■ **Problem requirements**
Show each line from the listing that includes the word "plate".

■ **Data for this task**
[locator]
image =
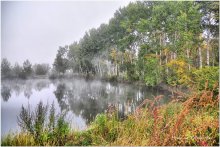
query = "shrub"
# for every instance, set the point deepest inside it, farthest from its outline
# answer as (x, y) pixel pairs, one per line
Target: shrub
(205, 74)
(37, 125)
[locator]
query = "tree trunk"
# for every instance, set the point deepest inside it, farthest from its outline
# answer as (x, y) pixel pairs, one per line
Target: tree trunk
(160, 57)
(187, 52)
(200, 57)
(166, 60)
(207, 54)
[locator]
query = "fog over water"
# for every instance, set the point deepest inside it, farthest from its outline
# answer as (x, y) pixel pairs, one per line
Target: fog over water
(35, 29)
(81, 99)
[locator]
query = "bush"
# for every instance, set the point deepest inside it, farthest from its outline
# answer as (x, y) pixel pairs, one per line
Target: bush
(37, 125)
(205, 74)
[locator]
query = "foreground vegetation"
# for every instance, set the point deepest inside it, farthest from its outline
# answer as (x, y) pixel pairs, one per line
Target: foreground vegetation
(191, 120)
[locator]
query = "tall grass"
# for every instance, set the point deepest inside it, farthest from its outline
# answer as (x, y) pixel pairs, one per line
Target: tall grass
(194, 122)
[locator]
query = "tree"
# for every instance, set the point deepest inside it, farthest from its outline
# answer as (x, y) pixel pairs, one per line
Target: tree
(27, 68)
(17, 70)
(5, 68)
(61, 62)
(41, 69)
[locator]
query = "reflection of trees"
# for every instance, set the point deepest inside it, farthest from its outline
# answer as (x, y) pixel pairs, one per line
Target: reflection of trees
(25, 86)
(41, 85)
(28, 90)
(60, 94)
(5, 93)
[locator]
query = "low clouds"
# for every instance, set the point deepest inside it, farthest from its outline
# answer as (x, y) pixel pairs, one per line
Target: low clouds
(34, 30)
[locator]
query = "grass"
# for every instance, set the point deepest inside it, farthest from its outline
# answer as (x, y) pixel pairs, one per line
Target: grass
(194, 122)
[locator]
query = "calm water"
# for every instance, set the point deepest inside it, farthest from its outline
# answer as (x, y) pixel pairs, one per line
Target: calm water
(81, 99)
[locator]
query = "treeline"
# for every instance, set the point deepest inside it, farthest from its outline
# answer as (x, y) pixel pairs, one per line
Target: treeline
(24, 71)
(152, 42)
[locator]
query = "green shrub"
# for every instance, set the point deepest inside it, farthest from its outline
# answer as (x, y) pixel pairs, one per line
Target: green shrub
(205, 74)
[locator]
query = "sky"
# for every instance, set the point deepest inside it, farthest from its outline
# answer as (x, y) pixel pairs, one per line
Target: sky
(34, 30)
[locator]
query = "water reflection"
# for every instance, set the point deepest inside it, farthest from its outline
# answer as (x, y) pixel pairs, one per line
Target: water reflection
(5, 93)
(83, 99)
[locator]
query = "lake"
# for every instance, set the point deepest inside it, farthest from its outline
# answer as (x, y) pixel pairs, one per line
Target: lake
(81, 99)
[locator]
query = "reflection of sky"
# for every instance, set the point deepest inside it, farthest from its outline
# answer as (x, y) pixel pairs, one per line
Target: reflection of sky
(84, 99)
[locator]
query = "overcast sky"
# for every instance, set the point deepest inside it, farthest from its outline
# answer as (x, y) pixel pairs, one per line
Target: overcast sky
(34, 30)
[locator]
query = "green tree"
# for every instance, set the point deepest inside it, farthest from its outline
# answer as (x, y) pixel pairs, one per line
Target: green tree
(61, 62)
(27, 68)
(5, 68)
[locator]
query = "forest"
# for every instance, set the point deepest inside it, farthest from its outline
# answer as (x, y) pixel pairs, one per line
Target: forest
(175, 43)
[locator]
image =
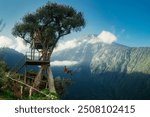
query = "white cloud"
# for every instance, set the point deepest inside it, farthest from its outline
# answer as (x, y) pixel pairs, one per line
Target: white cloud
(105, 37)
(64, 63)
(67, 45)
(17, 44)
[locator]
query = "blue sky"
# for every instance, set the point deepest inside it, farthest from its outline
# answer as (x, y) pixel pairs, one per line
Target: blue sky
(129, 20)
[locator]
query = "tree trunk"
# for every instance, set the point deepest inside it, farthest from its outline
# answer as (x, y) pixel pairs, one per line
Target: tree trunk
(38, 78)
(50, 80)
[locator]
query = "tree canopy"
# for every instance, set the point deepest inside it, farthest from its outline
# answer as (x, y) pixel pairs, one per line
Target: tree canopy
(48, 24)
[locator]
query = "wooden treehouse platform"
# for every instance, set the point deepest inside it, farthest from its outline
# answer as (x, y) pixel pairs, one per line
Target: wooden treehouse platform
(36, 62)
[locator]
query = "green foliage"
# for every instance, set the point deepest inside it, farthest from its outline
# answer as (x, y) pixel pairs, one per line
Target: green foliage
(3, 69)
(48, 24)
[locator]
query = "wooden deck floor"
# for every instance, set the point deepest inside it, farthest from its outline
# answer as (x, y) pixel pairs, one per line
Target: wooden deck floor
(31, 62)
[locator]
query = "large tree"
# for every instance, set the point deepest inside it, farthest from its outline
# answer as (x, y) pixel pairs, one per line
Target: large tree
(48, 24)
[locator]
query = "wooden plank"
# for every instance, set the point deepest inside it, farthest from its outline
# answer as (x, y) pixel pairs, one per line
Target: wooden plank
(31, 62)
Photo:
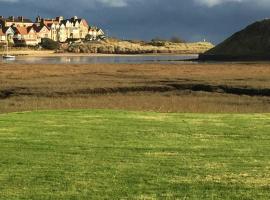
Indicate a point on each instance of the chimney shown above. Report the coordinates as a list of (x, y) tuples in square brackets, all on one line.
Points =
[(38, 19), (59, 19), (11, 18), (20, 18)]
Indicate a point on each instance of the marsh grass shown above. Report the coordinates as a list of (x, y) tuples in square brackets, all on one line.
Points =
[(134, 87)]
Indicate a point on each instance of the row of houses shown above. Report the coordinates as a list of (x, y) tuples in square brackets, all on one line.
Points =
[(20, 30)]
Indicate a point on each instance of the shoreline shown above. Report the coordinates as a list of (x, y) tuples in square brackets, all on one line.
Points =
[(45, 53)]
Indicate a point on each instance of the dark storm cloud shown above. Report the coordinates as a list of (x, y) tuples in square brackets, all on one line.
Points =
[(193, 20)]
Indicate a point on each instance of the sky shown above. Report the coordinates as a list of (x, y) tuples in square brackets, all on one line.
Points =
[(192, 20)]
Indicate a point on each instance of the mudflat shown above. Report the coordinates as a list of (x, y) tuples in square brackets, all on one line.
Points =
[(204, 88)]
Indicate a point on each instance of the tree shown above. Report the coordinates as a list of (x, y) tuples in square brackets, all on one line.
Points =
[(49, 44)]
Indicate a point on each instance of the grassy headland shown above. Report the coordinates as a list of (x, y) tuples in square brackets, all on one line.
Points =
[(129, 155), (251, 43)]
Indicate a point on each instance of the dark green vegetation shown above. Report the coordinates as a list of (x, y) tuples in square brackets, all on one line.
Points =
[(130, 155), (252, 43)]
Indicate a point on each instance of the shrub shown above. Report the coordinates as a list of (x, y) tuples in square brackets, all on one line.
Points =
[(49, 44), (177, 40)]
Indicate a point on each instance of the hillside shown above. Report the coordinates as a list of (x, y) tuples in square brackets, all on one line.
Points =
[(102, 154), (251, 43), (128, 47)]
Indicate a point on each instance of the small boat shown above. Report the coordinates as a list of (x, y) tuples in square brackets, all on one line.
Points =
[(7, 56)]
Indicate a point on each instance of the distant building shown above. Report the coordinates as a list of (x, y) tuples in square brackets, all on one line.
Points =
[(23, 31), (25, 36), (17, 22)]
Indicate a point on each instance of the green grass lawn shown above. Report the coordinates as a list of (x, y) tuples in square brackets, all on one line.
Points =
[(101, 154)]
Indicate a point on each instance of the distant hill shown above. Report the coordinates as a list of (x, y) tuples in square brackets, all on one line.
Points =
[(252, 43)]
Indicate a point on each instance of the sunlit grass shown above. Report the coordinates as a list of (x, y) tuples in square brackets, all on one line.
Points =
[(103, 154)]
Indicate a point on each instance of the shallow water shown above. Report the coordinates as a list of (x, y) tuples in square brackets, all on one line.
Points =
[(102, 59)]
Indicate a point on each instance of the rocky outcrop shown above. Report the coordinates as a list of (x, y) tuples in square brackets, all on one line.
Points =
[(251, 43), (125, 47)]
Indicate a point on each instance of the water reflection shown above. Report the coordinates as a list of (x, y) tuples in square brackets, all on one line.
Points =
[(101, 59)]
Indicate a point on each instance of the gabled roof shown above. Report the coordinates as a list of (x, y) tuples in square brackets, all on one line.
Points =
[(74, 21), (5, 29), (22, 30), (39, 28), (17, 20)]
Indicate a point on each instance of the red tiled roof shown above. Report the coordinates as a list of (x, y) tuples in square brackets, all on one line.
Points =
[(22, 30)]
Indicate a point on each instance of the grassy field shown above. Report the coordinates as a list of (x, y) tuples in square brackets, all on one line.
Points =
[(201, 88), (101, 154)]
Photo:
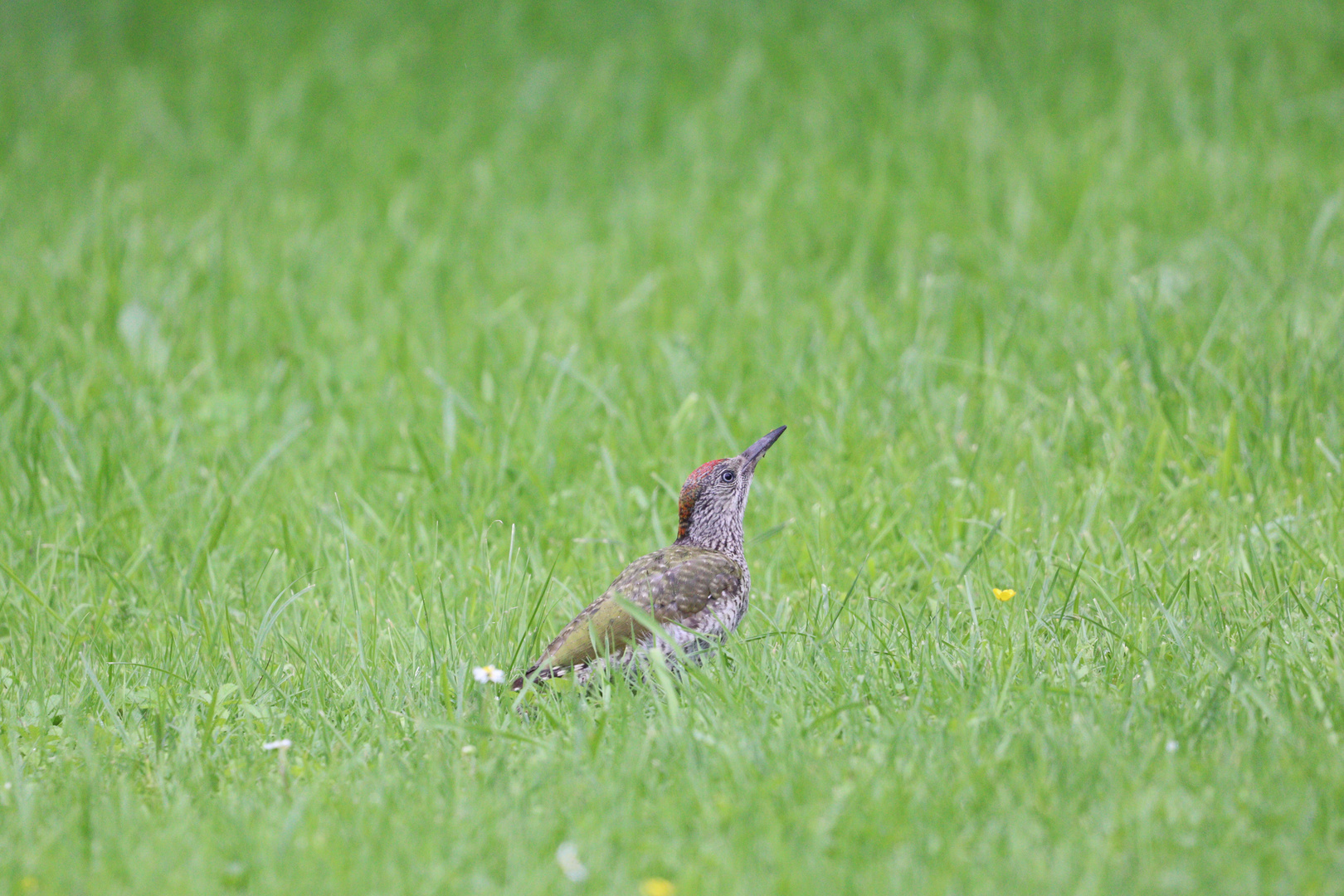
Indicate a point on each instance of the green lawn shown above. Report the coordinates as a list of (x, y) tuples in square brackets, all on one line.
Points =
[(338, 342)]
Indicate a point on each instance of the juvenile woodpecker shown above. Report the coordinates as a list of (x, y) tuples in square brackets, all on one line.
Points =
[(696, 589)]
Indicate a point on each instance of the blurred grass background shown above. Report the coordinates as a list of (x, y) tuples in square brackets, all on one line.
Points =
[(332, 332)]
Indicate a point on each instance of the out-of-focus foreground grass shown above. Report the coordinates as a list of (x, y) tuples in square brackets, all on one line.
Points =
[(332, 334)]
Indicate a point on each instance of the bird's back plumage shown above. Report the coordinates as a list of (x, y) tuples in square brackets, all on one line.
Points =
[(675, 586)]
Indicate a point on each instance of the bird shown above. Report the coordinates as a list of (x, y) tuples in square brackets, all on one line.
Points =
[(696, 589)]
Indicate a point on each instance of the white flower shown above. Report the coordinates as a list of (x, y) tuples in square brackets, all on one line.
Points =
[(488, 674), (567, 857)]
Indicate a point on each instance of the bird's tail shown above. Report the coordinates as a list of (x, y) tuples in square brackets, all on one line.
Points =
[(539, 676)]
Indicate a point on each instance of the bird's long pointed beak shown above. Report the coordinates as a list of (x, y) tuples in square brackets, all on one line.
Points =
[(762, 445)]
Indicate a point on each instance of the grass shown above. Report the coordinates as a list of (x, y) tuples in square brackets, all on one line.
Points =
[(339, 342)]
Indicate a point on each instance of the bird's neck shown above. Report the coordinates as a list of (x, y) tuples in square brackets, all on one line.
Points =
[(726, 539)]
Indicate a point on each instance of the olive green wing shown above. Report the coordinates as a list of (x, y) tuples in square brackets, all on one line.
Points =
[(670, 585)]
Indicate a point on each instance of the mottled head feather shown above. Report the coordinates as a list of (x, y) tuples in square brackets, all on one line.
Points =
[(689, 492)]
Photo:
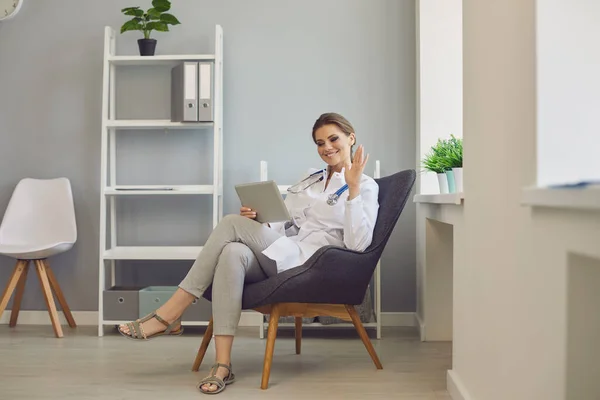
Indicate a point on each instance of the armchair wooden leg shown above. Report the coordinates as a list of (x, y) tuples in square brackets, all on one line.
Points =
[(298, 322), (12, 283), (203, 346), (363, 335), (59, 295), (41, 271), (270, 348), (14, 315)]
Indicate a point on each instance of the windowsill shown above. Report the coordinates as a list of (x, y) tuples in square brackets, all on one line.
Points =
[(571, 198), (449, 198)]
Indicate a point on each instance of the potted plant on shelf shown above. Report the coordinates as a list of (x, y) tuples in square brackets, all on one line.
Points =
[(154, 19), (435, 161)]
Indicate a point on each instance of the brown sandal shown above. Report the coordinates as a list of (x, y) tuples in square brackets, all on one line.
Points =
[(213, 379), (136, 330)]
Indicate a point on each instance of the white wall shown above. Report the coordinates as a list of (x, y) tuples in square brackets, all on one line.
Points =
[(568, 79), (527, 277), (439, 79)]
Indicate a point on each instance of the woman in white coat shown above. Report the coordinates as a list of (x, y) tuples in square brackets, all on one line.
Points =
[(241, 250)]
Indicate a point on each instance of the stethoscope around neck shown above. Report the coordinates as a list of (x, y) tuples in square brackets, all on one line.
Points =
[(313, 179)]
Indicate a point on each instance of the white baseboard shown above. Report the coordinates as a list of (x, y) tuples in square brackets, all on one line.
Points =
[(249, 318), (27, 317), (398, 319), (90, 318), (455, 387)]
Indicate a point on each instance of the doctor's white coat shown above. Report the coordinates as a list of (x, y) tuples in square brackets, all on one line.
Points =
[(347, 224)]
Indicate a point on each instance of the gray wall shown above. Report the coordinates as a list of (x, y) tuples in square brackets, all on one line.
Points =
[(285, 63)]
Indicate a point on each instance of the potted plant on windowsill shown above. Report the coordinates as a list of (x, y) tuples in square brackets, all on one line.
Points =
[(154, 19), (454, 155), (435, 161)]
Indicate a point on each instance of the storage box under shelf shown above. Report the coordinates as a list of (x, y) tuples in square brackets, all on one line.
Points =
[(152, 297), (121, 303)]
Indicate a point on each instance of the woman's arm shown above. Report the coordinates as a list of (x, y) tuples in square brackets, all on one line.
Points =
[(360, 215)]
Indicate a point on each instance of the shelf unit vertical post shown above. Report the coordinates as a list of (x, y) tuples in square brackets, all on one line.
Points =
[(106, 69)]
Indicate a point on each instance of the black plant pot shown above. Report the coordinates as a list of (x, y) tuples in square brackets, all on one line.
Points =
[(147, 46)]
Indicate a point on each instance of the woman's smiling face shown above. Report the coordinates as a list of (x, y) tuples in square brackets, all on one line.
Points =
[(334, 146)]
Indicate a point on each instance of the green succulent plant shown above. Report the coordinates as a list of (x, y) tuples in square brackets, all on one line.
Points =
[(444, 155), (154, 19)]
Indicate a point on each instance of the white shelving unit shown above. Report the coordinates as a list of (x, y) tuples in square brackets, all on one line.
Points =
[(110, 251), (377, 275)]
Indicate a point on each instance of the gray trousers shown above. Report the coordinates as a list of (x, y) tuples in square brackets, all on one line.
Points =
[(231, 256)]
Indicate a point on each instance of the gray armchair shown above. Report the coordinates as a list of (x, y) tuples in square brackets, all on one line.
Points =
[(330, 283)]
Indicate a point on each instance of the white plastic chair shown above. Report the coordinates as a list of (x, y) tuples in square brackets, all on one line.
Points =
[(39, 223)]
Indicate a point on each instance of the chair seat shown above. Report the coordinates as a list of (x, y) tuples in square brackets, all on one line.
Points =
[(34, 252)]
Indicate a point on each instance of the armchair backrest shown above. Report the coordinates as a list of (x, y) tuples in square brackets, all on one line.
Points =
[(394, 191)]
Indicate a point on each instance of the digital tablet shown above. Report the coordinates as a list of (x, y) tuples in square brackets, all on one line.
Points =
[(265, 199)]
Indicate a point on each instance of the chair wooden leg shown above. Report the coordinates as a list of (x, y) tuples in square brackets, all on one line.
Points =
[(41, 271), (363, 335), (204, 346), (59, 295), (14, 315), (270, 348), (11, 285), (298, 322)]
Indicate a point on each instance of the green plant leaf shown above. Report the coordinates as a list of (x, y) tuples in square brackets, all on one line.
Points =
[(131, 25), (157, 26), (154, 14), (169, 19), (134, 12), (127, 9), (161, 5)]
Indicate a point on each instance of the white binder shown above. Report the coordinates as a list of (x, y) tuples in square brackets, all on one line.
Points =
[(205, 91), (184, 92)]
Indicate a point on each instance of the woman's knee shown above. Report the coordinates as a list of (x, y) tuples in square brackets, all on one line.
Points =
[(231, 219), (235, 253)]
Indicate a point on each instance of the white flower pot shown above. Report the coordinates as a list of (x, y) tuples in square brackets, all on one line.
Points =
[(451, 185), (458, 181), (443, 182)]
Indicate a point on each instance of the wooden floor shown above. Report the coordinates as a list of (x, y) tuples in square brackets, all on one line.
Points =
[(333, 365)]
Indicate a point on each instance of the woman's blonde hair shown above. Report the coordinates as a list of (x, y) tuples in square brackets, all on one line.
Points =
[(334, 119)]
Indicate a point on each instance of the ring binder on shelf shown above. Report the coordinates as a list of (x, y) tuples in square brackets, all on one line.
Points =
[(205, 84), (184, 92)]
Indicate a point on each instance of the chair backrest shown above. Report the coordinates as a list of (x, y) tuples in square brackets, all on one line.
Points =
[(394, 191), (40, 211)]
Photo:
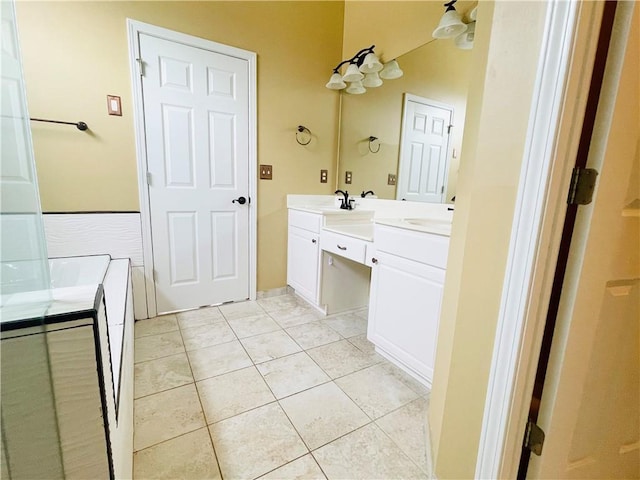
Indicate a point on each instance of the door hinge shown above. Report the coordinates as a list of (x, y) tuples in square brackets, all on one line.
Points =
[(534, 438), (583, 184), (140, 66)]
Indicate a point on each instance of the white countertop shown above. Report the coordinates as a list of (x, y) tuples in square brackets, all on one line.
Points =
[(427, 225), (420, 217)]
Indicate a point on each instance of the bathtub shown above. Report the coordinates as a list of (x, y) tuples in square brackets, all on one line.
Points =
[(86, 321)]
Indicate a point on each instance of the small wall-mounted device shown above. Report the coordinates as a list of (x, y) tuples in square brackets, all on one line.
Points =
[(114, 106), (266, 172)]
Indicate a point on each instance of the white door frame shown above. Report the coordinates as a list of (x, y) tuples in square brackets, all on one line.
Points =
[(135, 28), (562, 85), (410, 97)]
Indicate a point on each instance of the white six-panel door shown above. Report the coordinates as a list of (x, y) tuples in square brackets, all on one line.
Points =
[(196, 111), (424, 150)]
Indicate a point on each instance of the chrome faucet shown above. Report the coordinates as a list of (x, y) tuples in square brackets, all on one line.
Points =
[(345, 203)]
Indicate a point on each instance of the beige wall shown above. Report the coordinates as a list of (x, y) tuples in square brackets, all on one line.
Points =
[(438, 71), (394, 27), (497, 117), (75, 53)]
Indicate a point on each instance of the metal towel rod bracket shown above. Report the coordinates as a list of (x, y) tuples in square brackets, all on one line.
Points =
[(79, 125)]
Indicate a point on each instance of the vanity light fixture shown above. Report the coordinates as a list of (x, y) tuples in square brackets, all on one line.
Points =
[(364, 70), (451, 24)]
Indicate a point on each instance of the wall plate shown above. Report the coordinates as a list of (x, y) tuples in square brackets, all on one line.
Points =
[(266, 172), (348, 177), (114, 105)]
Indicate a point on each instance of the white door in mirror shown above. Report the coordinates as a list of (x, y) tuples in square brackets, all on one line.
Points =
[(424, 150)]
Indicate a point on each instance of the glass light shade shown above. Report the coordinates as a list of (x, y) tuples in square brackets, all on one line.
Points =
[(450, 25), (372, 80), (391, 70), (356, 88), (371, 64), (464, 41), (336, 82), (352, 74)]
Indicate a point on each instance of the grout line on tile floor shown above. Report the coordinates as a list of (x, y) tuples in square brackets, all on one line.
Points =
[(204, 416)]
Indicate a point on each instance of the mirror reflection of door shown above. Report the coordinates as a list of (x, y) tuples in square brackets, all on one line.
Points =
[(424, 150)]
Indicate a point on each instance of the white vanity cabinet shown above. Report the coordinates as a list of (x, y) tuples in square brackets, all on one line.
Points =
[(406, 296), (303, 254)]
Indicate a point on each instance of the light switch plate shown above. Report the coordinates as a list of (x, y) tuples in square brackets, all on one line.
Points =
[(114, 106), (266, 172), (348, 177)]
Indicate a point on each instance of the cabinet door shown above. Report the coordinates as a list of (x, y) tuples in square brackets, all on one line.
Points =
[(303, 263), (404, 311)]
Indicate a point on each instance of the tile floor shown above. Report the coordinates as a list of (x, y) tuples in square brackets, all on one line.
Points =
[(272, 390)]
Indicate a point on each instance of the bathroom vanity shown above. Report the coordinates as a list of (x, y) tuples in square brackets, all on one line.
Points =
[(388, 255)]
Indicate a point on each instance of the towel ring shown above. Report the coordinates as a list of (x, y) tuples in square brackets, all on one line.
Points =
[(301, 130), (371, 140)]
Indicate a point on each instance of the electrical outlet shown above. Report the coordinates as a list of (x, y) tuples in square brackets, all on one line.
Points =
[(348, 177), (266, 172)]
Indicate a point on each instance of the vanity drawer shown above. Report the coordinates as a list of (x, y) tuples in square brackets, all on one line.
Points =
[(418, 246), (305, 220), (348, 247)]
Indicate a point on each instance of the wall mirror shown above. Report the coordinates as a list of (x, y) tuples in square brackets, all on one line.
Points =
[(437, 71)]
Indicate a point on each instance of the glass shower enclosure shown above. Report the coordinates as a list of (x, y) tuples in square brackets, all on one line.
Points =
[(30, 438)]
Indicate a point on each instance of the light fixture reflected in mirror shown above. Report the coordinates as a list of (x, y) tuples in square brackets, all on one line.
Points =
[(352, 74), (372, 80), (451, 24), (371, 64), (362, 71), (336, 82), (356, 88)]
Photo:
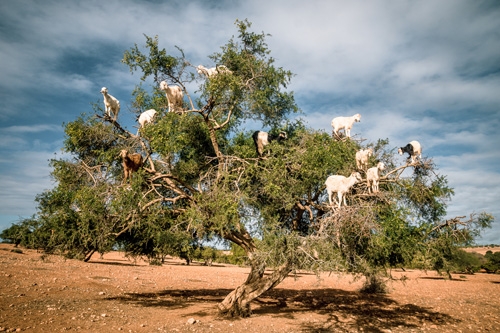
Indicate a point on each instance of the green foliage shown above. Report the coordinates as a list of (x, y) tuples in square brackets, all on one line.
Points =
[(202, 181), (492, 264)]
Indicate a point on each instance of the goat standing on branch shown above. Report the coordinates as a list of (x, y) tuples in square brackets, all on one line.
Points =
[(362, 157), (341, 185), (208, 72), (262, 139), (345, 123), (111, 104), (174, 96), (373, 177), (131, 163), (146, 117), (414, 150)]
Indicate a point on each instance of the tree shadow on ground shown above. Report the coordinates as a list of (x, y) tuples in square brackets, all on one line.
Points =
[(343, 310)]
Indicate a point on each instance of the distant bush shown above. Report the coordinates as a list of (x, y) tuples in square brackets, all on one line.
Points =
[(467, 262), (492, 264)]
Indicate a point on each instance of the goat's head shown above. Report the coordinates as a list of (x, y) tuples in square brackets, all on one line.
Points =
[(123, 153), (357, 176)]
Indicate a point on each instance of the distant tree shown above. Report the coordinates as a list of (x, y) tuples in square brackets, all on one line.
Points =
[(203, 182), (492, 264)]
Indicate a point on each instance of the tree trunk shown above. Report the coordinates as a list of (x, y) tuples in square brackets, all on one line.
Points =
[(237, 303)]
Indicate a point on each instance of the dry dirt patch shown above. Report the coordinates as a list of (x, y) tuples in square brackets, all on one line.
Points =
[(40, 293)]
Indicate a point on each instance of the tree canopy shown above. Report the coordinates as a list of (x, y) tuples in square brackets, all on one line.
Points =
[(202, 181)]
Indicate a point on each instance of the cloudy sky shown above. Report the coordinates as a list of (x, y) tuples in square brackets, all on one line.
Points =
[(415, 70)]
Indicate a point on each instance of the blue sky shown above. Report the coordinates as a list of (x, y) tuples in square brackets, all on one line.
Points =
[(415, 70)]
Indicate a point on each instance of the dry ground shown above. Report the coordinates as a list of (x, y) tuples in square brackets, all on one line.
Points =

■ **Response to the task**
Indicate a point on each instance of the wall plate shown above. Report the coordinates as a list of (x, y) tuples in square brackets, all on one line.
Indicate a point on each instance of the light switch plate shown above. Report the coordinates as a list of (x, y) tuples in square brackets, all on one line.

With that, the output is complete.